(Text-to-region grounding data)
· · · · ·
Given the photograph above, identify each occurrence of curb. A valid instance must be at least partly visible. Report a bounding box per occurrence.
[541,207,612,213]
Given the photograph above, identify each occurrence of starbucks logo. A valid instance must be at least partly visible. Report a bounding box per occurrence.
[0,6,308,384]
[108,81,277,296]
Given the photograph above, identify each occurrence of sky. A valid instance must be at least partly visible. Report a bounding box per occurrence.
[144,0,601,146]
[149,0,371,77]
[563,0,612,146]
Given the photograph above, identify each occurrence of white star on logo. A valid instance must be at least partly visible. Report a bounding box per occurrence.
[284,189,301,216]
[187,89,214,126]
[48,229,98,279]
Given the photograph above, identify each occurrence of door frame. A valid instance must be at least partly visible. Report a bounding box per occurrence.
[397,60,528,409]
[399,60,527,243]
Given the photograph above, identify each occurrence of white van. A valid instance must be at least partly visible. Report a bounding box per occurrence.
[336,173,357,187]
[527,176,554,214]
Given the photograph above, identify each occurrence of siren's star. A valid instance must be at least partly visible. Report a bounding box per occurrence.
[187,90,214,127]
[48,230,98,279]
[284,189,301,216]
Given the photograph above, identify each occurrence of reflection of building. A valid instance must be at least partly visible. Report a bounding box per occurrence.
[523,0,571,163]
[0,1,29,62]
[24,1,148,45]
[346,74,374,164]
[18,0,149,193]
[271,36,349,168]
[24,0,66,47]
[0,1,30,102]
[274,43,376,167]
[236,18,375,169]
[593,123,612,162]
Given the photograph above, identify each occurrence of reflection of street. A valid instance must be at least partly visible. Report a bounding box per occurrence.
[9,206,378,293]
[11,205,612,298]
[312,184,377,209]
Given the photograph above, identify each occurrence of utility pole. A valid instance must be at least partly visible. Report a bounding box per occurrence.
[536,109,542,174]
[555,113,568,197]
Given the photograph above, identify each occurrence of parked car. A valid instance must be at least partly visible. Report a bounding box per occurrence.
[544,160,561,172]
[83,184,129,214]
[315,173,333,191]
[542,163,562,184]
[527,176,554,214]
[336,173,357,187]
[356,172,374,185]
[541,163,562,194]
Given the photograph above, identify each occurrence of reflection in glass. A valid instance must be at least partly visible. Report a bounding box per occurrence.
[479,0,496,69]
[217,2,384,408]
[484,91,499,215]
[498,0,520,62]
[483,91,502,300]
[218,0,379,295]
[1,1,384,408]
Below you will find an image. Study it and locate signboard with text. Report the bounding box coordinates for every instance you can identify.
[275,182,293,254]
· · · · ·
What to produce: The expected response is the full data, reproduced exactly.

Solution for this exercise:
Given the photograph above, identify each occurrence of curb. A valid instance must be at least partly visible. Report a bounding box per occurrence.
[541,207,612,213]
Given the photograph above, identify each occurrence of starbucks logo. A valid instance must be at least partly visible. Report a bounding box per occurrence.
[0,6,308,384]
[108,81,277,296]
Given the photograph above, identify each occurrence of sky. A valid instance must be at least partly visible. Report a bounding box per occurrence.
[144,0,601,146]
[149,0,371,77]
[563,0,612,146]
Given the photograph above, identify each occurrence of white star on logo. A valid instance must be at least partly visible. Report a bounding box per occurrence.
[284,189,301,216]
[187,89,214,126]
[48,229,98,279]
Given the photograph above, identify each occurrence of door frame. A valid instance must be at least partly visible. Report a bounding box per occurrence.
[397,60,528,409]
[399,60,527,243]
Given the photograph above, identify each occurrence of white van. A valid instance must be at least partly visible. Report a bounding box per occurrence.
[336,173,357,187]
[527,176,554,214]
Given the photograph above, identify each occurrence of siren's star. A valid instance must be at least partly visible. Report a bounding box per occurrence.
[187,90,214,127]
[48,230,98,279]
[284,189,301,216]
Given the photograph above, identify each occurrence of reflection of building. A valid instance must be at least partly visible. Report a bounding box per occurrence.
[523,0,571,163]
[0,1,29,62]
[24,1,148,45]
[346,74,374,164]
[18,0,149,193]
[271,36,349,168]
[24,0,66,47]
[0,1,30,102]
[274,43,376,167]
[236,18,375,169]
[593,123,612,162]
Given the photograph above, identify each occurrence of reflection of street. A valid instance must be at least partly visible. Report a bounding box per occurrence.
[9,206,378,293]
[11,205,612,298]
[312,184,377,209]
Given the photograph above, identify each occurrence of utility pole. A valid instance must be at least partly visible. Report a bounding box per occurrence.
[536,109,542,174]
[555,113,568,197]
Given the photograph above, identify each occurrence of parked car. A valid instance must be at least partly visible. Report a bounding box per occurrence.
[544,160,561,172]
[83,184,129,214]
[315,173,333,191]
[542,163,562,184]
[527,176,554,214]
[336,173,357,187]
[356,172,374,185]
[541,163,562,194]
Given the photograph above, identify each occurrence of reflection in glass. A valid instance must be at least partly visible. Report a bounding box per occurrence.
[479,0,496,69]
[217,2,384,408]
[484,91,499,215]
[498,0,520,62]
[483,91,502,300]
[218,0,379,295]
[1,1,384,408]
Below you will find an image. Study it and locate signboard with text. Report the bounding box coordinates for every instance you can identify.
[275,182,293,254]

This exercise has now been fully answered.